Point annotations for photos
+-------+
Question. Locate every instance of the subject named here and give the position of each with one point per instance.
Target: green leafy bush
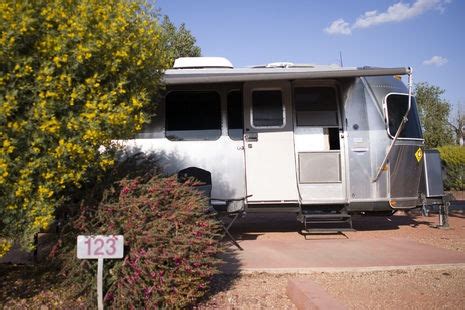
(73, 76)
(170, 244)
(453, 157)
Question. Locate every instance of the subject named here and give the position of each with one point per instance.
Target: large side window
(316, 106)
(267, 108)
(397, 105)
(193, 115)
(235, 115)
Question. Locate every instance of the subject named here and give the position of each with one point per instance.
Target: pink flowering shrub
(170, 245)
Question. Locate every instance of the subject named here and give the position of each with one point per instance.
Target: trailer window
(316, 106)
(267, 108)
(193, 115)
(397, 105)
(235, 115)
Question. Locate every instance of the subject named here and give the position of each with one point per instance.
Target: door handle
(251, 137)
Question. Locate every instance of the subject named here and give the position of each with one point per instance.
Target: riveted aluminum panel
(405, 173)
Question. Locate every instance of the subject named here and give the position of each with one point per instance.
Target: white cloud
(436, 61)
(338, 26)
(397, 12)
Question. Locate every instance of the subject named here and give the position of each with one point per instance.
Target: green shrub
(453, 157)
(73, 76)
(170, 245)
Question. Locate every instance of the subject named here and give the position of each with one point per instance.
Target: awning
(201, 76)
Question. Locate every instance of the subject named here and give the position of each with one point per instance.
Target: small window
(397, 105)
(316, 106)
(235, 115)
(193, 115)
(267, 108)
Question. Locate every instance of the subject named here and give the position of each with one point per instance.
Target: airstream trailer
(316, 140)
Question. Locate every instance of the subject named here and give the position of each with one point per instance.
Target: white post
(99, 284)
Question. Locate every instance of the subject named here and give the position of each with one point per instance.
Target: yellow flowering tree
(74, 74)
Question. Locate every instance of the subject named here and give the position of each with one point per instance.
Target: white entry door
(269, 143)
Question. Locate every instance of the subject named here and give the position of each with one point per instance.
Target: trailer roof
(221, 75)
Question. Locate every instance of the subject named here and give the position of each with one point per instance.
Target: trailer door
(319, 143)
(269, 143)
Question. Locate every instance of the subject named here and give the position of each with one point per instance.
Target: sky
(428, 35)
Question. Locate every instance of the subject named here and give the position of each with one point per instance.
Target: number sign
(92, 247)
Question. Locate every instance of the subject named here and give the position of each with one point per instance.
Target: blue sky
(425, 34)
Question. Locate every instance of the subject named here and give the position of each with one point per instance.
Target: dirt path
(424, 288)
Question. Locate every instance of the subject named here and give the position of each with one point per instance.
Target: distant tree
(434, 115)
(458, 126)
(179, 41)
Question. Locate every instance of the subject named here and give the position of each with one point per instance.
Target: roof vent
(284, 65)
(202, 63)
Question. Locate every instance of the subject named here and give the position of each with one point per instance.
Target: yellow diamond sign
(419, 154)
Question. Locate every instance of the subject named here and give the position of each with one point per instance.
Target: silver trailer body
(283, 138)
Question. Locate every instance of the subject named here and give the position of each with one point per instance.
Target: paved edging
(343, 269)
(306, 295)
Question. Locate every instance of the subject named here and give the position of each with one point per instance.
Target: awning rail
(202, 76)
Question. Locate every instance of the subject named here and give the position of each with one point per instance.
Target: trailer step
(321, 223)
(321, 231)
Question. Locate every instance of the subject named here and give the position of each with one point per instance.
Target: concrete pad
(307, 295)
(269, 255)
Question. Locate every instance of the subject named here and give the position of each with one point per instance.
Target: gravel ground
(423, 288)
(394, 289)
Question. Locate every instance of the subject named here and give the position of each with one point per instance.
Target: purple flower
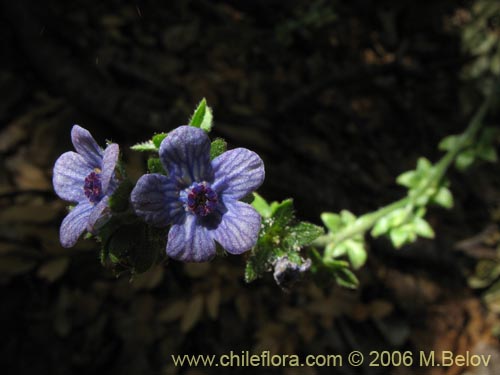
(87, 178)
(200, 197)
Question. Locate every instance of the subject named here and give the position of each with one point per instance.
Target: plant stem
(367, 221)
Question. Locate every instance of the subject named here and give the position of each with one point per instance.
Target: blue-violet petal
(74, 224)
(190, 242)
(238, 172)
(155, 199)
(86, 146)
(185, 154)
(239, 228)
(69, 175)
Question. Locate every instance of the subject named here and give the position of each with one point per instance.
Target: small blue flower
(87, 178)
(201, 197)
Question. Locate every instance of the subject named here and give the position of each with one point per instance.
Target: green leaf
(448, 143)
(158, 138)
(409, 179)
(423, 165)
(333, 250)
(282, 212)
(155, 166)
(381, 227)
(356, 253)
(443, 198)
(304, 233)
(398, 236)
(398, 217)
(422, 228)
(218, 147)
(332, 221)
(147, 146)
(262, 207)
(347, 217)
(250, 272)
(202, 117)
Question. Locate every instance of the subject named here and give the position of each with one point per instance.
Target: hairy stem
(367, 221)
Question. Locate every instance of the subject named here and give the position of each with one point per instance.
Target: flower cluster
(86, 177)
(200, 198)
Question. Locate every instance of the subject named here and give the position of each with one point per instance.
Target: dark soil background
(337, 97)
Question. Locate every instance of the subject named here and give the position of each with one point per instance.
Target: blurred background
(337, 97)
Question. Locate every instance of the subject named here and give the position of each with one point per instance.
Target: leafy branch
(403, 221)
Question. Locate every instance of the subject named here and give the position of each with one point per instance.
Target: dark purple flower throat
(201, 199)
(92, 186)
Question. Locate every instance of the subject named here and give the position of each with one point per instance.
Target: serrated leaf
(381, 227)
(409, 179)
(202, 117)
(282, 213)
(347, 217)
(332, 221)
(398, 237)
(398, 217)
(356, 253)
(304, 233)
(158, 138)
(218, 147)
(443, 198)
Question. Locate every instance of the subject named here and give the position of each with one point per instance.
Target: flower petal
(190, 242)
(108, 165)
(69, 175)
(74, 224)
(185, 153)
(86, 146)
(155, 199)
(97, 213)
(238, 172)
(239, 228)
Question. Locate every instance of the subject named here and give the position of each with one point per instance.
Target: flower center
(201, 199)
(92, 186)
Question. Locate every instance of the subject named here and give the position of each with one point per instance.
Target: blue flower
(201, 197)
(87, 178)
+-------+
◆ Written instruction ◆
Leave the pictures out and write out every entry exactly as given.

◆ Answer ◆
Question. Locate every instance of the subject named here and give the position of each with one point per instance.
Target: green leafy bush
(73, 76)
(170, 244)
(453, 157)
Question. Locate every instance of the subject named here and give the position of each with one point per instance.
Target: large side window
(316, 106)
(267, 108)
(397, 105)
(193, 115)
(235, 115)
Question. Locate every instance of the subject named here and give the position of each with one point per instance.
Target: pink flowering shrub
(170, 245)
Question. Locate every instance of the subject named here and give the position of each with one point per instance.
Target: trailer window
(316, 106)
(267, 108)
(193, 115)
(397, 105)
(235, 115)
Question. Locate every instance of the subject named here and give the position of each with one point per instance.
Target: door handle
(251, 137)
Question. Locate every instance of the subject named here and give the position of each with one point per instance.
Target: riveted aluminum panel
(405, 173)
Question. Locate every instance of the subject named here and give the position of each with one point per instance.
Target: white cloud
(436, 61)
(338, 26)
(397, 12)
Question. Locate every instance of the subject named here and give the position of each with one point per instance.
Target: green shrub
(453, 157)
(73, 76)
(170, 245)
Question. Locate every instance of the subject named here and give the position of each with one point per instance.
Target: awning
(201, 76)
Question. Locate every instance of the subject named here and give the position of each with one point per instance.
Target: small window
(397, 105)
(316, 106)
(235, 115)
(193, 115)
(267, 108)
Question. Locate every instance of the subject named here and give the position of each with one point per instance.
Target: airstream trailer
(316, 140)
Question. Locate every instance of the subject named here and give the position of each with one point per instance.
Target: white post
(99, 284)
Question. Locate every instance of the subject named here and give the position of each with one point per instance.
Target: yellow flowering tree
(74, 74)
Question. Locate every instance of the subject named here and give the position of each with one point per instance.
Target: white entry door
(269, 143)
Question. Locate every instance of the subject named here and give the position of each with one point per instance.
Target: trailer roof
(221, 75)
Question. Locate every instance of the subject named here and give the position of each with one point per instance.
Target: trailer door
(319, 143)
(269, 143)
Question. Locate every instance of the subject named here and give the position of each with one point per instance.
Target: sky
(428, 35)
Question. Locate every instance of the subject named here and give the position of each with one point per instance.
Target: number sign
(92, 247)
Question. Locate every instance of the subject named here and give the position of each with one point per instance.
Target: blue sky
(425, 34)
Question. Locate every instance of the subject named here and give the position of each with one point per instance.
Target: dirt path
(424, 288)
Question. Locate every instance of the subject named here and give the position of each with one point per instance.
Target: distant tree
(434, 115)
(458, 126)
(179, 41)
Question. Locate every instance of the subject named here and give the position of each with one point per instance.
Target: roof vent
(284, 65)
(202, 63)
Question. Locate every instance of the subject named here and give the position of each with one point per instance.
Target: yellow diamond sign
(419, 154)
Question. Locate every instance of the subject named here and give the position of each with one point per instance.
Target: silver trailer body
(283, 138)
Question. Locate every instance of the subject named here and give the position of each with one point per instance.
Target: paved edging
(343, 269)
(306, 295)
Question. Locate every instance of the subject named here and give the position of each with one point per instance.
Target: awning rail
(202, 76)
Question. Locate every instance of the subject named here and give the position of each with one point per instance.
Target: trailer step
(321, 223)
(321, 231)
Question. Locate every instance of the subject named here and give the position of each with one point per instance.
Target: concrete pad
(307, 295)
(269, 255)
Question. Locate every instance of the subject named here and give the position of each with one point per instance.
Target: gravel ground
(423, 288)
(394, 289)
Question. Locate every instance of the subject named here and give the position of each with one point per instance.
Target: purple flower
(87, 178)
(200, 197)
Question. Locate every instance of the subject named here and give the position of each with one point per instance.
Target: plant stem
(367, 221)
Question. Locate every instance of the subject named here and give the position of each with one point per instance.
Target: blue-violet petal
(74, 224)
(190, 242)
(238, 172)
(155, 199)
(86, 146)
(185, 154)
(239, 228)
(69, 175)
Question. Locate every instance of the subject named here and give the position of each with one point per instance.
Target: small blue flower
(87, 178)
(201, 197)
Question. Locate every instance of the subject named here and give the position of each with one point per instance.
Target: green leaf
(448, 143)
(158, 138)
(409, 179)
(423, 165)
(333, 250)
(282, 212)
(155, 166)
(381, 227)
(356, 253)
(443, 198)
(304, 233)
(398, 236)
(398, 217)
(422, 228)
(218, 147)
(332, 221)
(147, 146)
(262, 207)
(347, 217)
(250, 272)
(202, 117)
Question. Locate every instance of the subject named here and give the position of each with one point per instance.
Target: hairy stem
(367, 221)
Question. Locate every instance of the subject named here and give the position of each with one point per instance.
Target: flower cluster
(86, 177)
(200, 198)
Question. Locate every instance of the subject named here and give the position of each with one point per instance.
Target: dark soil background
(337, 97)
Question. Locate every instance of the subject named here and give the position of each with one point per instance.
Target: blurred background
(337, 97)
Question. Locate every instance of the subject named here and give the position of each with one point per instance.
Target: leafy branch
(403, 221)
Question. Locate every instance of the subject named here and give the position of each with one point per instance.
Target: dark purple flower throat
(201, 199)
(92, 186)
Question. Locate every instance of the subject named here and give the position of each with one point per instance.
Target: serrated leaf
(381, 227)
(409, 179)
(202, 117)
(282, 213)
(347, 217)
(332, 221)
(398, 237)
(398, 217)
(356, 253)
(304, 233)
(158, 138)
(218, 147)
(443, 198)
Question. Locate every instance of the subject named here and give the position of each with one point per instance.
Target: flower petal
(190, 242)
(108, 165)
(69, 175)
(74, 224)
(185, 153)
(86, 146)
(155, 199)
(97, 213)
(238, 172)
(239, 228)
Question. Locate every instance of the subject named here and give the position of each with one point per instance.
Target: flower center
(201, 199)
(92, 186)
Question. Locate every instance of the subject named here and give the position of each with one point per instance.
Target: blue flower
(201, 197)
(87, 178)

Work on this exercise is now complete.